#### Exercise aim:
Type out the full set of entries again, unchanged.

[Point-per-instance localization data]
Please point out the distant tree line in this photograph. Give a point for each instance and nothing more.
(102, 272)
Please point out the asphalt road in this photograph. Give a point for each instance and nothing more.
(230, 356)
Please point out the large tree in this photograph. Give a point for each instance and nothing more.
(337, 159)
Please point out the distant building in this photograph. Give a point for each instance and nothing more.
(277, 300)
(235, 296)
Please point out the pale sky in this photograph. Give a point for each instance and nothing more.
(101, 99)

#### Task result:
Please point out the distant tree line in this photograph. Give a point for each instance and nothing more.
(102, 272)
Please point out the asphalt road in this photograph. Give a point for each instance and nothing more.
(230, 356)
Please point out the large tree in this photograph. Give a point for each instance and nothing more.
(337, 159)
Please point out the distant building in this photograph. Give a point for each instance and nothing more.
(277, 300)
(235, 296)
Please point out the pale sky in this photograph. Give a point for each instance and nothing more.
(101, 99)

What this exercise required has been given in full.